_DIRECTION_
Please count the lines in the data below that contain the word "shoreline" and reply with the number alone.

[Records from a data collection]
..............................

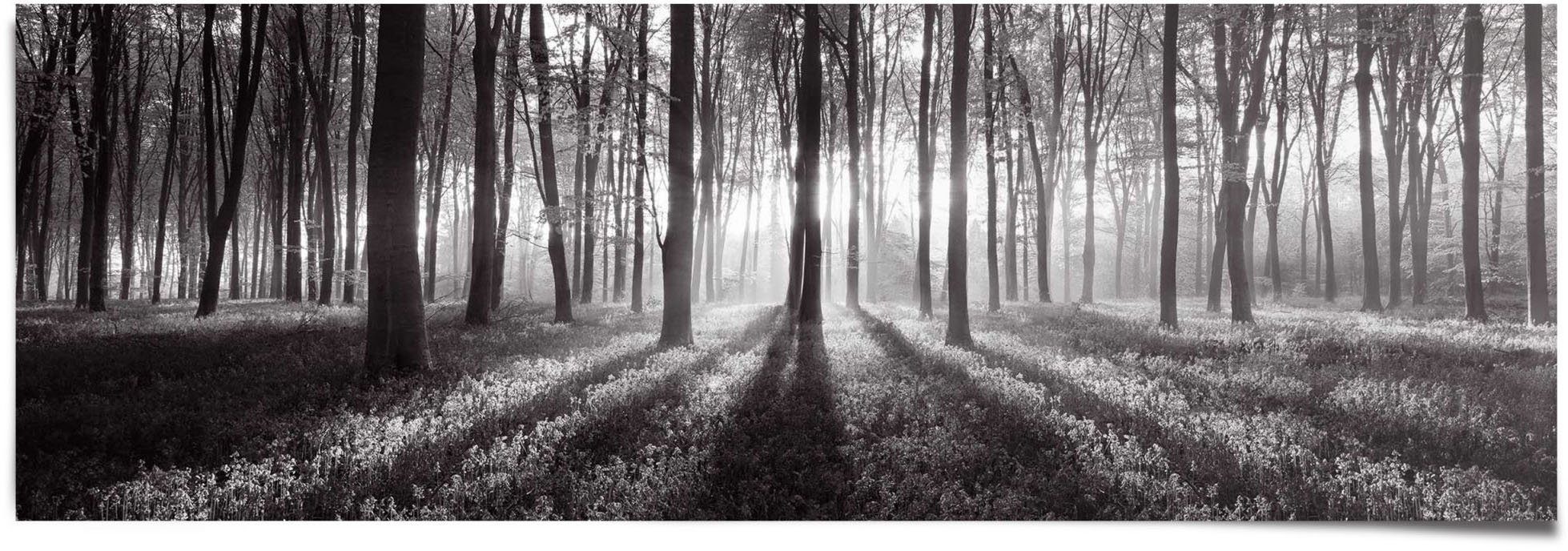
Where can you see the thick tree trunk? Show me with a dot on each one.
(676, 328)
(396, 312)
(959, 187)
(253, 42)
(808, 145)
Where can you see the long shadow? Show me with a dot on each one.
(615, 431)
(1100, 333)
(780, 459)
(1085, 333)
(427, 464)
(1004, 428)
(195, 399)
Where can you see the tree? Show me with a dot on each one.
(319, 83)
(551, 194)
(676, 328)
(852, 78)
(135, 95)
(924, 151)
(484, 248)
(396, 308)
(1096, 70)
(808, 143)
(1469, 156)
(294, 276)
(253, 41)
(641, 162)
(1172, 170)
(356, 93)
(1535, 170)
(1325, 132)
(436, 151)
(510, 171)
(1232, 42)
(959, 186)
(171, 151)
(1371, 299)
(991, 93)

..............................

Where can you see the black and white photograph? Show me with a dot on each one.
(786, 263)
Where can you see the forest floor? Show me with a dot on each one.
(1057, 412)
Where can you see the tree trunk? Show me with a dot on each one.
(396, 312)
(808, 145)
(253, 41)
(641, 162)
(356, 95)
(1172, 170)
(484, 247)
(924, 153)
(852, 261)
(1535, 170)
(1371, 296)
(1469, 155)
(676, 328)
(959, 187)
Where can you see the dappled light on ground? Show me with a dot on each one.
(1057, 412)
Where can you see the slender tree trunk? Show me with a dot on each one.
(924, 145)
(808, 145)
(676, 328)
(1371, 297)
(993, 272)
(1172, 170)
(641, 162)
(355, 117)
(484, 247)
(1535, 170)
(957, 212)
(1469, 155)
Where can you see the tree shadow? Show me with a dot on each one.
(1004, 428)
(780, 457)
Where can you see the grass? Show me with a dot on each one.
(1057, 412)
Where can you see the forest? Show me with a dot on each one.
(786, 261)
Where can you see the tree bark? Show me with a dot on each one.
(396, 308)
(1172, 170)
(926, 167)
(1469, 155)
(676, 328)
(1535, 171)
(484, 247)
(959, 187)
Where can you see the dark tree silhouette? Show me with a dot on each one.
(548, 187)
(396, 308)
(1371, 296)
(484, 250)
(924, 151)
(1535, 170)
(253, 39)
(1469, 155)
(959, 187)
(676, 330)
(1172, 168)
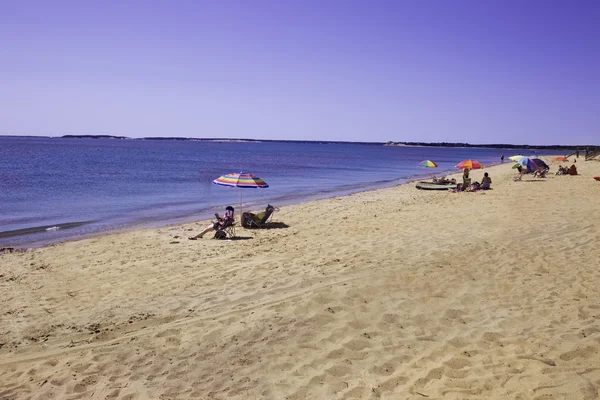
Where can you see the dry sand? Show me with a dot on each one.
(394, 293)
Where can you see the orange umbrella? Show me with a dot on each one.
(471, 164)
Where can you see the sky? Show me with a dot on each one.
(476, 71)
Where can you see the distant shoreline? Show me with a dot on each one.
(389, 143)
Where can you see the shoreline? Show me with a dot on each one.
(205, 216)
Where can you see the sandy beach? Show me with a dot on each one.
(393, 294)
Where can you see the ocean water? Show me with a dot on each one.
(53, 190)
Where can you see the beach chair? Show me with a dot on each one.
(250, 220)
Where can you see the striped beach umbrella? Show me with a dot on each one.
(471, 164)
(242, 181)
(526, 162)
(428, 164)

..............................

_TASK OUTPUT_
2